Write out the rows again, starting at the line containing "Query: acoustic guitar" and ending at the line containing "MULTIPOLYGON (((411 207, 376", and shift every coordinate in the answer outline by adding 15 to it. Copy all other lines in that range unchanged.
══ Entries supplied ══
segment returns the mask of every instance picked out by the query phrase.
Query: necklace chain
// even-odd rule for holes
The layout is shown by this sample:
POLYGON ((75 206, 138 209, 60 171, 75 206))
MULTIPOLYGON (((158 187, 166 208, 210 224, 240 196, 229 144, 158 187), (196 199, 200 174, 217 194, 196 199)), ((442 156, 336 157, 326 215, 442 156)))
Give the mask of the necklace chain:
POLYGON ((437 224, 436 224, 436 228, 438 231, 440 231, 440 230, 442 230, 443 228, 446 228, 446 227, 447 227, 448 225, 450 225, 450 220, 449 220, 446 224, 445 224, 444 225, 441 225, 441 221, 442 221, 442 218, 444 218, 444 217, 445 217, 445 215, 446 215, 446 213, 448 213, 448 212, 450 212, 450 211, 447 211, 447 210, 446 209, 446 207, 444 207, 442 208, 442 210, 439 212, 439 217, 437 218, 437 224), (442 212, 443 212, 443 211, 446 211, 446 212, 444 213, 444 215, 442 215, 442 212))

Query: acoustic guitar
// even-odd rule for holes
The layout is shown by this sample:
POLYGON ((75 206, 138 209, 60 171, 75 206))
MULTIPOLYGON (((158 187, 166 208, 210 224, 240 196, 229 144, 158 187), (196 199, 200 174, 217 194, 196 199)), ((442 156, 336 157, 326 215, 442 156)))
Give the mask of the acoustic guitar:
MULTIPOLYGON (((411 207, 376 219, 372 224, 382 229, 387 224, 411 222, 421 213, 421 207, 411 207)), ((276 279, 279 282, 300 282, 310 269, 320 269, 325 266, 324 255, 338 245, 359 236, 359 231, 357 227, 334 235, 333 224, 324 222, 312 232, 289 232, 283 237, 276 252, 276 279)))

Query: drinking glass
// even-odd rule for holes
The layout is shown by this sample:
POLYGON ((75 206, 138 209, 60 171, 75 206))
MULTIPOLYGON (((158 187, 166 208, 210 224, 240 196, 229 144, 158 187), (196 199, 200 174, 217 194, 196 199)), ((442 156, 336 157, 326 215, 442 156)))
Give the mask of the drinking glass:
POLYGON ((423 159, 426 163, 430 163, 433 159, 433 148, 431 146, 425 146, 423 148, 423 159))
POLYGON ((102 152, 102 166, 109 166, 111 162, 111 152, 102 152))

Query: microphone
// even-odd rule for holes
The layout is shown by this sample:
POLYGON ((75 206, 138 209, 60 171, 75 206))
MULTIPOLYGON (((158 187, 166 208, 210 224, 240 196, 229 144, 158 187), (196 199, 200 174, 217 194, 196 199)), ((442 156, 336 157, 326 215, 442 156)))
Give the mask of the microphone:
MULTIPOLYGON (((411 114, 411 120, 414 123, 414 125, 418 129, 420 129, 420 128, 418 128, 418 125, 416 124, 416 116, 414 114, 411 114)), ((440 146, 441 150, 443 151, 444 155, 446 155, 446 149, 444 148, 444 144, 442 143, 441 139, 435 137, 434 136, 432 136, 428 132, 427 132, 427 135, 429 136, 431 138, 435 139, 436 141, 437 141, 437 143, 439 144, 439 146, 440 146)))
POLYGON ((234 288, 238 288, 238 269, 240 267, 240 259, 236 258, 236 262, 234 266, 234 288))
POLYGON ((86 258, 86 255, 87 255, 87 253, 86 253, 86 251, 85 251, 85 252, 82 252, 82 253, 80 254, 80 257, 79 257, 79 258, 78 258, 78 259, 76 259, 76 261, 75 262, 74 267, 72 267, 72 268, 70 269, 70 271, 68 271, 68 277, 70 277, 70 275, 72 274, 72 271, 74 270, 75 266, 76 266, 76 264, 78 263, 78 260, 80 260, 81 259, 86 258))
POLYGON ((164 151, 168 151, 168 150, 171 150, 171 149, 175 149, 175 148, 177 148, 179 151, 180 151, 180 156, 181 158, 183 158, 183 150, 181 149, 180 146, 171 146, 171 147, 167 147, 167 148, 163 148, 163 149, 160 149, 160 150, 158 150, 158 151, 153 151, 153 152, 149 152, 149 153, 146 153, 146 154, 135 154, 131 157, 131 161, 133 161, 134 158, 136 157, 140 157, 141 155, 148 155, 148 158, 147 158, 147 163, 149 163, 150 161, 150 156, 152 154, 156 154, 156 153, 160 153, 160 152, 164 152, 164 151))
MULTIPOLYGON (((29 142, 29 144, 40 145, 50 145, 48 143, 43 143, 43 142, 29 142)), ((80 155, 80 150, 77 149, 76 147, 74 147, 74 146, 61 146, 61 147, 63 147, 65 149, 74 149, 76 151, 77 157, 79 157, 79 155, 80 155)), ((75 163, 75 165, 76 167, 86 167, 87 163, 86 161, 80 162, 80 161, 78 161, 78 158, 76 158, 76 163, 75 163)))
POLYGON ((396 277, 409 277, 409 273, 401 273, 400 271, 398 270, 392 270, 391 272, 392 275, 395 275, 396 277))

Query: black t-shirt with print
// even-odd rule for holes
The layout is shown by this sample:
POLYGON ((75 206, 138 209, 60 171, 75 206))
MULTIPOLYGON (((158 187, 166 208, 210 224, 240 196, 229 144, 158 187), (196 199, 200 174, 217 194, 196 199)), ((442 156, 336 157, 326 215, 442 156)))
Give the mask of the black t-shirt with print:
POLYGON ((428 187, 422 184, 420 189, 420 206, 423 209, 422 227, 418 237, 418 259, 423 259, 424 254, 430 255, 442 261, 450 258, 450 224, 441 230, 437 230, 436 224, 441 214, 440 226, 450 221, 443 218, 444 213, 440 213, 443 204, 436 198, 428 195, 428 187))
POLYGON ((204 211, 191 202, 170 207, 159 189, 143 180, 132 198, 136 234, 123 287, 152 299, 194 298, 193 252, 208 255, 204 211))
═══
Expected answer
Query: acoustic guitar
// even-odd rule for holes
The layout is shown by this sample:
POLYGON ((75 206, 138 209, 60 171, 75 206))
MULTIPOLYGON (((158 187, 166 208, 210 224, 240 196, 229 144, 158 187), (196 199, 200 174, 217 194, 196 199)), ((442 156, 336 157, 326 215, 442 156)))
Give the mask of the acoustic guitar:
MULTIPOLYGON (((426 222, 391 234, 387 239, 397 244, 402 239, 426 237, 436 228, 436 222, 426 222)), ((291 294, 294 297, 315 297, 325 284, 335 284, 340 281, 339 270, 353 260, 374 251, 374 246, 372 242, 349 250, 348 239, 339 237, 327 247, 304 247, 298 252, 291 267, 291 294)))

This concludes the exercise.